-- Begin Task input --

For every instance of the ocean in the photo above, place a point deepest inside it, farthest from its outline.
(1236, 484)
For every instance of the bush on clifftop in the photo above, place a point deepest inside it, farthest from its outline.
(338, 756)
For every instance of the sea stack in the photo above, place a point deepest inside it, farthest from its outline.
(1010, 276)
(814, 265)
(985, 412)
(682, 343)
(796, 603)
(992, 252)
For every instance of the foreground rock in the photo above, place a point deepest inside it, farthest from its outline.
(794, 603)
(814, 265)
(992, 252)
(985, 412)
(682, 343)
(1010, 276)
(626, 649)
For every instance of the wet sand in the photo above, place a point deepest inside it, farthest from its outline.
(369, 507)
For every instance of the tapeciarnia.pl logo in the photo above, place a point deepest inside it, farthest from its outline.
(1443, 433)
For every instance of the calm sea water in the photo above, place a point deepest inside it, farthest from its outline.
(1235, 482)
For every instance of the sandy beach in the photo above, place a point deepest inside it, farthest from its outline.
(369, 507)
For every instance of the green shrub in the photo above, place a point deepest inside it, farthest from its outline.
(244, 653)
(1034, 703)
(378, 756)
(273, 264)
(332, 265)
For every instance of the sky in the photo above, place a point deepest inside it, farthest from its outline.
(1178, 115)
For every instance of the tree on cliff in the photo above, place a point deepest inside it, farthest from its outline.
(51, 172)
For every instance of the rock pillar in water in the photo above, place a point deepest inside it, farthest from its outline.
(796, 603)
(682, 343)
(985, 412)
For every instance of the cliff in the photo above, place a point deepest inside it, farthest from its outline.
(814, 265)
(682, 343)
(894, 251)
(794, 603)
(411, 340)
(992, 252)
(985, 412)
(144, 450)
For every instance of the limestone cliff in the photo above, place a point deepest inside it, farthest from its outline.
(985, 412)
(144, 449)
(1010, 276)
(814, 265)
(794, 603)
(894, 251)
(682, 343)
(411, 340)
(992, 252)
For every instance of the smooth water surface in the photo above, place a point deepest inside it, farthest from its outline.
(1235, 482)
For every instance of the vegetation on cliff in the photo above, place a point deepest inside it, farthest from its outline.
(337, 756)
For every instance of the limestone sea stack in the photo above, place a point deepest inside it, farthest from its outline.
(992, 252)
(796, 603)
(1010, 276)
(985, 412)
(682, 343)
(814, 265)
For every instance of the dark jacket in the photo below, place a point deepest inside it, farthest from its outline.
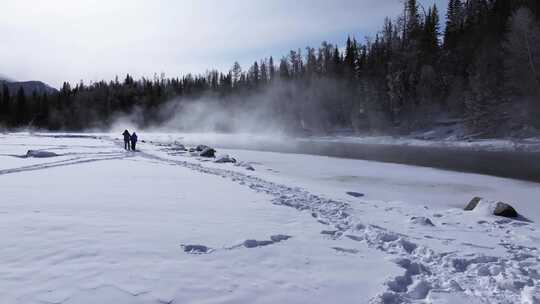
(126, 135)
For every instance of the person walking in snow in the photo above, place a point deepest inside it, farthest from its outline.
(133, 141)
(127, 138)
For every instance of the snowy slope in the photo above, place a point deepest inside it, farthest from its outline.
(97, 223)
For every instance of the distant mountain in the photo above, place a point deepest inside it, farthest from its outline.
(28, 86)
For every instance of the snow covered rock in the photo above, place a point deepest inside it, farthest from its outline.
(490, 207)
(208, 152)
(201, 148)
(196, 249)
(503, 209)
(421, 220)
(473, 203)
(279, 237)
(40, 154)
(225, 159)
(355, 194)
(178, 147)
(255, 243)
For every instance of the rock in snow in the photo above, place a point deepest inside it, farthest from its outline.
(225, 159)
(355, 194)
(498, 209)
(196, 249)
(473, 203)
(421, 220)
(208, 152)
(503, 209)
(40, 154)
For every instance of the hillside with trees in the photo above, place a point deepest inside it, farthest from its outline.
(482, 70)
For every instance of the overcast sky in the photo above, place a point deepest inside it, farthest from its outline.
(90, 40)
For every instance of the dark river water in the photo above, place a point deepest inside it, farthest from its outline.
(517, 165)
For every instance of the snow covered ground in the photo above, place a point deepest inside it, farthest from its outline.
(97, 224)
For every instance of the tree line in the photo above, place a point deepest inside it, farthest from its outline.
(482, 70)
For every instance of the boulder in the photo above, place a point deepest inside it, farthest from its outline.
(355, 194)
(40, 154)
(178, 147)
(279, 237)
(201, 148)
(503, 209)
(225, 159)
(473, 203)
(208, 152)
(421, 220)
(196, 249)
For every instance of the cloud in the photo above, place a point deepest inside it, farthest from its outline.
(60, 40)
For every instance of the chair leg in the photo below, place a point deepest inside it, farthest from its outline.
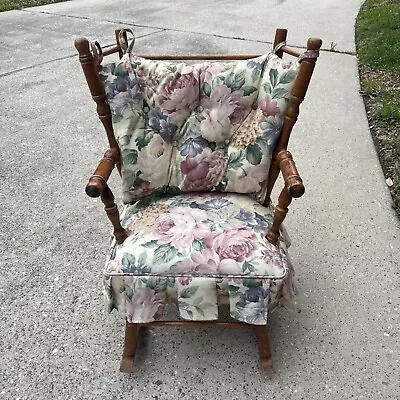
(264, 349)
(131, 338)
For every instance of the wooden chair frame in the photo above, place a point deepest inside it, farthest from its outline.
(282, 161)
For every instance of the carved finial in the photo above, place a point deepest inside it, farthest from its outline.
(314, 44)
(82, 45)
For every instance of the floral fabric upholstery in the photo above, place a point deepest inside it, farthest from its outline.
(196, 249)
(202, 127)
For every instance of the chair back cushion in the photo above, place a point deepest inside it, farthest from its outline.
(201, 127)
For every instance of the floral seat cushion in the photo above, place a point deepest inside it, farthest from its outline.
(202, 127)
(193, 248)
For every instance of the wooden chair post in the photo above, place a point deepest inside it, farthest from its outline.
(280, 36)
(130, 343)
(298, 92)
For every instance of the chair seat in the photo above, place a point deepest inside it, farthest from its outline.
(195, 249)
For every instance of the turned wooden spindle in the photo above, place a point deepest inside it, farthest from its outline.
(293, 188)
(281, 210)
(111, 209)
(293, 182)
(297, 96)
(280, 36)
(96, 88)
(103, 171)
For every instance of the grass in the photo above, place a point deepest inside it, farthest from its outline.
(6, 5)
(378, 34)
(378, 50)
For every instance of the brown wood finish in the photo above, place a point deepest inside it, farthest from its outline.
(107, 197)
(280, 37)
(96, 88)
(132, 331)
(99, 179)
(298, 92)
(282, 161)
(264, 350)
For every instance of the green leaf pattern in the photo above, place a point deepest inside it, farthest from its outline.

-- End Task input --

> _Directions for this task_:
Quote everything in the listing above exactly; pictures are the only thing to omit.

> _Complete response_:
For every instance of the ocean in the photo above, place a point deepest inside it, farthest from its outline.
(1236, 484)
For every instance of the bush on clifftop in the photo above, place a point deepest inside it, farthest from its outline.
(338, 756)
For every instance of the sea stack in the photo above, place a point deepest inside it, farthest from its outline.
(1010, 276)
(814, 265)
(985, 412)
(682, 343)
(796, 603)
(992, 252)
For every instance of the foreground rock in the photo above, place a point deepest inside it, farthest from its outline.
(794, 603)
(814, 265)
(992, 252)
(985, 412)
(682, 343)
(1010, 276)
(626, 649)
For every instance of the wet sand in the photo above, place a point deepest inside it, farthest from its outline.
(369, 507)
For every instance of the tapeciarnia.pl logo in the photo above, place a point deepest inside it, farthest from its outline.
(1443, 433)
For every instance of the calm sea water in the photo above, place a point deepest inside it, farthest from its outline.
(1235, 482)
For every instance of the sandy beach in the photo above, place a point deepest inside it, farthest from its outline.
(369, 507)
For every instance of the green shrub in the photo above, place a point deepest inside it, farthest from its outline.
(244, 653)
(1034, 703)
(378, 756)
(273, 264)
(332, 265)
For every instance of the sky in the photo above, place a point deepest inside it, farthest from its outline.
(1178, 115)
For every instance of the tree on cliff in the photo above, place a point deepest inside it, farthest from its outline.
(51, 172)
For every instance of the rock pillar in water in the photo above, place a point deepest inside it, farthest from its outline.
(796, 603)
(682, 343)
(985, 412)
For every instance of the cliff in the photo above, place a point deepest inside it, farthest from its outline.
(814, 265)
(682, 343)
(894, 251)
(794, 603)
(411, 340)
(992, 252)
(985, 412)
(144, 450)
For every instance of the limestone cliff in the photo above, place a point deepest inside it, farthest from its outline.
(985, 412)
(144, 449)
(1010, 276)
(814, 265)
(794, 603)
(894, 251)
(682, 343)
(411, 340)
(992, 252)
For every instance of the smooth water surface in the photo above, place a point deepest inside it, farthest from its outline.
(1235, 482)
For every instance of the vegetation on cliff in the photo above, place a point deepest inside it, farthest from its outline.
(337, 756)
For every instance of the limestone sea stack in the photo above, place a point deepest inside it, farthest from its outline.
(992, 252)
(796, 603)
(1010, 276)
(985, 412)
(682, 343)
(814, 265)
For every instance of the dark jacket in the photo below, place a point deepest inside it, farthest from its outline.
(126, 135)
For every instance of the person walking in snow in the photo above, place a point deepest inside it, farthest from its outline.
(133, 141)
(127, 138)
For every instance of the snowy slope in the photo above, place a point deepest inside it, farthest from its outline.
(97, 223)
For every instance of the distant mountain in the photo above, place a point deepest inside it, farthest from its outline.
(28, 86)
For every instance of the snow covered rock in the photo above, place a point deepest inside it, farthest from its outline.
(490, 207)
(208, 152)
(201, 148)
(196, 249)
(503, 209)
(421, 220)
(473, 203)
(279, 237)
(40, 154)
(225, 159)
(355, 194)
(178, 147)
(255, 243)
For every instance of the rock in snow in the photo above, place a point deepest inside it, farthest from its outline.
(225, 159)
(355, 194)
(498, 209)
(196, 249)
(473, 203)
(421, 220)
(208, 152)
(503, 209)
(40, 154)
For every instance of the hillside with trees in the photo above, place a point deepest inside it, farthest from its outline.
(482, 70)
For every instance of the overcast sky in the photo above, place a point deepest inside it, farthest from its outline.
(90, 40)
For every instance of the dark river water in the photo above, place a point deepest inside it, farthest from its outline.
(517, 165)
For every instance of the snow covered ground in the photo above, place a point deepest inside it, farthest from its outline.
(97, 224)
For every instance of the tree line in the photo above, place a point deepest inside it, farthest from its outline.
(482, 70)
For every instance of the boulder in the photo above, place a point deepest inside it, farthest from its outline.
(355, 194)
(40, 154)
(178, 147)
(279, 237)
(201, 148)
(503, 209)
(225, 159)
(473, 203)
(208, 152)
(421, 220)
(196, 249)
For every instance of the cloud in the photo above, place a point deepest inside it, farthest from its outline.
(60, 40)
For every instance of the chair leg in the photo below, place a point deepest inside it, farthest from its outline.
(264, 349)
(131, 338)
For every instance of the wooden chair frame in the photo above, place a point deepest inside it, farthest from its outline.
(282, 161)
For every instance of the carved finial in the photo above, place a point deepest inside it, farthest from its outline.
(314, 44)
(82, 45)
For every instance of the floral fabric upholstery in the photo above, place a point deepest inside it, farthest from its outline.
(196, 249)
(202, 127)
For every instance of the chair back cushion in the photo above, place a point deepest inside it, farthest from its outline.
(201, 127)
For every instance of the floral seat cushion in the photo above, place a point deepest inside it, farthest from its outline.
(202, 127)
(193, 248)
For every instance of the wooden chair post in the photo above, place a point deepest inside it, farthest from its outline.
(280, 36)
(130, 343)
(298, 92)
For every instance of the chair seat in the photo above, place a point deepest inside it, farthest from its outline.
(195, 249)
For every instance of the turned wooden spindle in the photo above, place a point deepest inside it, farthest from its outline.
(293, 188)
(281, 210)
(111, 209)
(293, 182)
(297, 96)
(280, 36)
(96, 88)
(103, 171)
For every instance of the grass in the photo above, place a point deepest inside it, farthest from its outline.
(6, 5)
(378, 34)
(378, 50)
For every instance of the brown wood finish in the photo above, place a point deepest inside it, farthest from its outline.
(107, 197)
(280, 37)
(96, 88)
(132, 331)
(99, 179)
(298, 92)
(282, 161)
(264, 350)
For every instance of the green leaf pattern in the photo above, place a point deepest inside it, farthest from its outline.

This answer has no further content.